## Instructions for the task
Reproduce every line of the material, requests included, from the line containing "of the giant" up to and including its final line. Multiply each keypoint coordinate in the answers by 1.8, round to whole numbers with halves rounded up, and omit the pictures.

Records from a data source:
╔══

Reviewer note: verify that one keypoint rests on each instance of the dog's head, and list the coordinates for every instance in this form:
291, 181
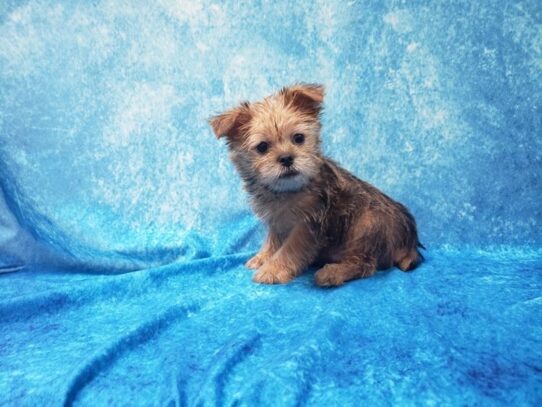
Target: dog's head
275, 142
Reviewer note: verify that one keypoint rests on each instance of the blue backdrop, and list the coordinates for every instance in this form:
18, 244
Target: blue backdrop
107, 165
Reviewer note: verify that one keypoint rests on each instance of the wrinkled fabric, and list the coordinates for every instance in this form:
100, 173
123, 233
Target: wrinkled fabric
124, 228
464, 329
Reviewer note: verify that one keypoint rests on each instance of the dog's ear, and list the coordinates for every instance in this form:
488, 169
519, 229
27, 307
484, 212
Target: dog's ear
305, 96
231, 123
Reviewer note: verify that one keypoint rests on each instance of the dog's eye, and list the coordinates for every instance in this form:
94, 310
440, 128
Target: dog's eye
262, 147
299, 138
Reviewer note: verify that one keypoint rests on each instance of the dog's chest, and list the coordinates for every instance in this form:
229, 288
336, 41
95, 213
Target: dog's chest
282, 214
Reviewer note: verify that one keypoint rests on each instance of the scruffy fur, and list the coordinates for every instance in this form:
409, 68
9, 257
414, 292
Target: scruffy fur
317, 213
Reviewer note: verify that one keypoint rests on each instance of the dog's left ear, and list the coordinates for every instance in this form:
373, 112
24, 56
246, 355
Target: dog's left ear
231, 123
305, 96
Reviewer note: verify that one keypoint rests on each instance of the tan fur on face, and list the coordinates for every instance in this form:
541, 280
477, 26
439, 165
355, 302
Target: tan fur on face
321, 214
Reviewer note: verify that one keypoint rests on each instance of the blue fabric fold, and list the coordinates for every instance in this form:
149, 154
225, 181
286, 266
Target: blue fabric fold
124, 228
465, 328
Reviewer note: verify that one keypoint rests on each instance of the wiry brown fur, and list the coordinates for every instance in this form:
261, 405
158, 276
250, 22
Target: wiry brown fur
320, 215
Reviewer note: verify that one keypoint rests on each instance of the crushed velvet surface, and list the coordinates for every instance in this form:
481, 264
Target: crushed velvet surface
128, 226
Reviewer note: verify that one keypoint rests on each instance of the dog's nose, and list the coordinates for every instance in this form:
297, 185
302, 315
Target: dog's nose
286, 160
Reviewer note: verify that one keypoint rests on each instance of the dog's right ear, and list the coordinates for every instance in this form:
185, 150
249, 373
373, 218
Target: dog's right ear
231, 123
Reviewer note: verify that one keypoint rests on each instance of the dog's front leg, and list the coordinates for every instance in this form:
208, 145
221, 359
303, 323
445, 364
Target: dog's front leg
297, 251
269, 248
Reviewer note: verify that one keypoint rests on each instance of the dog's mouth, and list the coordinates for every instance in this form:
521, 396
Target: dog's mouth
289, 174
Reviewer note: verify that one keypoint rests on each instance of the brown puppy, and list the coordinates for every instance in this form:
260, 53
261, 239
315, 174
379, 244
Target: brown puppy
316, 212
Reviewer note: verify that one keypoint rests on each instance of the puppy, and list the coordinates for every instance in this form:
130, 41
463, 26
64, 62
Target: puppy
317, 213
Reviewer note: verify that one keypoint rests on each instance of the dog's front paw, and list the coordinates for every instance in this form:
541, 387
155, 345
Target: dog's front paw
256, 262
329, 276
272, 273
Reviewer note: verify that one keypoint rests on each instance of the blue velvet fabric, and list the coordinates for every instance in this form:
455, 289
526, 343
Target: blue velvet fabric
124, 228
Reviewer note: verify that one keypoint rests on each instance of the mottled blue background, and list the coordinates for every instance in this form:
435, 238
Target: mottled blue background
106, 153
107, 162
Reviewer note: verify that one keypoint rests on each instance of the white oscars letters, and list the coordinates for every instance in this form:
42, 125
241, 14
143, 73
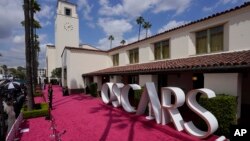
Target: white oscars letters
164, 112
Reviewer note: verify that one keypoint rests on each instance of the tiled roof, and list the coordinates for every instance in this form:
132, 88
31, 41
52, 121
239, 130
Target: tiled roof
185, 25
221, 61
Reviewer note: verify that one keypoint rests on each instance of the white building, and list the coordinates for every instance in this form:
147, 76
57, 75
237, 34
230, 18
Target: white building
213, 52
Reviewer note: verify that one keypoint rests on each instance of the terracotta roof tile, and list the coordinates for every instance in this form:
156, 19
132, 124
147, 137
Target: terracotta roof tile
239, 59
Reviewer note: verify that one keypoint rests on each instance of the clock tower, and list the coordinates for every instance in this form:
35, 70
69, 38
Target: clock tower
66, 28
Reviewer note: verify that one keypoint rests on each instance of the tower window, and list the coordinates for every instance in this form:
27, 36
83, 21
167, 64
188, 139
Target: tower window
67, 12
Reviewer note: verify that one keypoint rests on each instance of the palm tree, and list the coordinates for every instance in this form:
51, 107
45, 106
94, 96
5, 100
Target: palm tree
123, 42
146, 26
30, 7
111, 38
26, 9
140, 21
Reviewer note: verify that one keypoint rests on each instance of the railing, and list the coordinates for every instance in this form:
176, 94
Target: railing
14, 131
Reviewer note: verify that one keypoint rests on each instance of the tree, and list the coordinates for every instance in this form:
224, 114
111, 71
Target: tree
123, 42
146, 26
27, 19
111, 38
140, 21
5, 68
29, 8
57, 72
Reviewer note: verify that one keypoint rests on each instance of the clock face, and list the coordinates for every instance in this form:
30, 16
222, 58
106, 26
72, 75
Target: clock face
68, 26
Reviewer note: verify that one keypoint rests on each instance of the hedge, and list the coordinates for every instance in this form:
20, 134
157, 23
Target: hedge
40, 110
93, 89
137, 96
224, 108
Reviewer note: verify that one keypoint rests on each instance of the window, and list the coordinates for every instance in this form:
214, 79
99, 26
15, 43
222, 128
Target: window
209, 40
161, 50
133, 56
67, 12
115, 60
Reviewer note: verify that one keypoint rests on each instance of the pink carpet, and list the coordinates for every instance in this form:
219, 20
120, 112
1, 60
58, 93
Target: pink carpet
85, 118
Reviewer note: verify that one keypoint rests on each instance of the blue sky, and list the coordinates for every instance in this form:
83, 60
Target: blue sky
99, 19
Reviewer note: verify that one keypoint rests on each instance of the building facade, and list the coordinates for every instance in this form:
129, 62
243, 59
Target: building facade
212, 52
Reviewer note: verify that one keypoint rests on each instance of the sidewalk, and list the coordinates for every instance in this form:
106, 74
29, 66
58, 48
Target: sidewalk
85, 118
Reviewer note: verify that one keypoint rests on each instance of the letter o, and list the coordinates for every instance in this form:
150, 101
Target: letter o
104, 93
124, 97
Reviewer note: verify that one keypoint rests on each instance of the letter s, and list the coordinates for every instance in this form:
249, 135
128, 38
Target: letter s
209, 118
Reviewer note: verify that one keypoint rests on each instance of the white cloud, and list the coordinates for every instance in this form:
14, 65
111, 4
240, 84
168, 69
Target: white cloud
134, 8
177, 5
172, 24
18, 39
11, 14
86, 9
129, 8
220, 2
114, 27
46, 12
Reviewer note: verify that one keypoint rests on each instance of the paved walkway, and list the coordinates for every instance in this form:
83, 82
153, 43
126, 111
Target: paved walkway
84, 118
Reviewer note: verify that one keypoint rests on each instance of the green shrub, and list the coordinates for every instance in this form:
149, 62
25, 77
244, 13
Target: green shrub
137, 96
40, 110
224, 108
93, 89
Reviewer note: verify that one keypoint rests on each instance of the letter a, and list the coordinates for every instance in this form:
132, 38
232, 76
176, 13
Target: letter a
237, 132
150, 94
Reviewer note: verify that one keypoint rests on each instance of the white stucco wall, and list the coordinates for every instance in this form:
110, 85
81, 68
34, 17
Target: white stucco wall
239, 31
65, 37
84, 62
182, 41
88, 47
181, 80
143, 79
51, 59
222, 83
116, 79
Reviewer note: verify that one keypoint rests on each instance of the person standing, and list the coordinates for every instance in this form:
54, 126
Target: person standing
50, 91
9, 109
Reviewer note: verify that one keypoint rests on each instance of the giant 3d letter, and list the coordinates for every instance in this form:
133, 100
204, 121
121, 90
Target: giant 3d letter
150, 94
117, 92
171, 110
107, 88
209, 118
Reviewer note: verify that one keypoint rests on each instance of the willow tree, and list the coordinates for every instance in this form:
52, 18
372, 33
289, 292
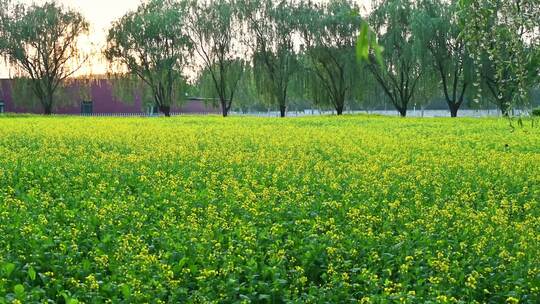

╚══

## Written solution
Reviewer note: verify that one keypoint rests on each instance of the giant 3d letter, and list the coordinates for every instance in this form:
133, 100
204, 121
121, 90
Target: giant 3d letter
270, 169
211, 166
308, 198
193, 158
376, 212
Reviewer note: verify that one keypoint rests on each instance of the willow tree, and list the coordinates for every instance in this form:
52, 18
372, 33
289, 292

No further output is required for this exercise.